Point localization data:
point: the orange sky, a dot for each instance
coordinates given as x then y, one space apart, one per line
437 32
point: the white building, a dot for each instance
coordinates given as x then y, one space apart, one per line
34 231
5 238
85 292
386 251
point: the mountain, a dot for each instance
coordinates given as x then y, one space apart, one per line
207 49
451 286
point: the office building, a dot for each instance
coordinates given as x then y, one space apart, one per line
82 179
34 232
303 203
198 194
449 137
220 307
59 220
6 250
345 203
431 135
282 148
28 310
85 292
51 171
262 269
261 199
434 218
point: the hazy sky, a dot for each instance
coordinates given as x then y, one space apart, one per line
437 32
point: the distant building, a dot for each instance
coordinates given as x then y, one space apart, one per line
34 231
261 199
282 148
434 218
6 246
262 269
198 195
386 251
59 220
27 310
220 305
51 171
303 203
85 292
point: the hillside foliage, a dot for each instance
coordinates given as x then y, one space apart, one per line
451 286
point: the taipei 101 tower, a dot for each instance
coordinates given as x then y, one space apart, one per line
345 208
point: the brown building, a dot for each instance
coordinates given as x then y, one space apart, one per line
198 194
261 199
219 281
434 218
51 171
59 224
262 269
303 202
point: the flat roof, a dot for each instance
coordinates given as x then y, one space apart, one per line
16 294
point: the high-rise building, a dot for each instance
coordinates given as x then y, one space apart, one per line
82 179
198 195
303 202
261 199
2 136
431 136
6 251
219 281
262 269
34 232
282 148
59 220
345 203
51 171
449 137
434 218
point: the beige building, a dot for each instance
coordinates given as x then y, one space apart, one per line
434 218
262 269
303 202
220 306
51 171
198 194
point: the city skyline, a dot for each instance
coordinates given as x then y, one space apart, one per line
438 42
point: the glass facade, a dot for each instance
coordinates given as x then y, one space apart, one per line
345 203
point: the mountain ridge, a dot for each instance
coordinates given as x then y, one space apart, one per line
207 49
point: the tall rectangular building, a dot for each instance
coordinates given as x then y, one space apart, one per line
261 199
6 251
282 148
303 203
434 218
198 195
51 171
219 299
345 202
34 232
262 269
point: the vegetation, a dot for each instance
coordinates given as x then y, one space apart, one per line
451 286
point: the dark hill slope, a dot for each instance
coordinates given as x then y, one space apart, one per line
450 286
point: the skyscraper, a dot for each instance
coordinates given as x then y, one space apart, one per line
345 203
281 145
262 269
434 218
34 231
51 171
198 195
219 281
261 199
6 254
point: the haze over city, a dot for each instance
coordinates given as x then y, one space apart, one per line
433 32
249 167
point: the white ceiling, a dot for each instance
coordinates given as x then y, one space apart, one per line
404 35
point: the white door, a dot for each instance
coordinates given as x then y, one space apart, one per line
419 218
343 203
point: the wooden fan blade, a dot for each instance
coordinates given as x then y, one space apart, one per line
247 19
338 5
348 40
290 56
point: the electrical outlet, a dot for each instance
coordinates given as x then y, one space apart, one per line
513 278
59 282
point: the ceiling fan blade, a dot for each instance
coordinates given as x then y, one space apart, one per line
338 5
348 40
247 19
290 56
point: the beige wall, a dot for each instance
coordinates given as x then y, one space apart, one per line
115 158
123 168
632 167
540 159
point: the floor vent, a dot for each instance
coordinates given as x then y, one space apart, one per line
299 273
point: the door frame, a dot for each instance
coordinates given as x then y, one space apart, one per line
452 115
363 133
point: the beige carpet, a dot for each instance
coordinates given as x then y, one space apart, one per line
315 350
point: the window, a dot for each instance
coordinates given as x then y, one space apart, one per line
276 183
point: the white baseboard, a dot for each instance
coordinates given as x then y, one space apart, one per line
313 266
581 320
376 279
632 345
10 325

_TASK INSTRUCTIONS_: Lines from the entries that contain the word "door" are what the answer must hold.

_YOUR RESPONSE_:
point: the white door, a dot for each instance
point: the door frame, a dot for each instance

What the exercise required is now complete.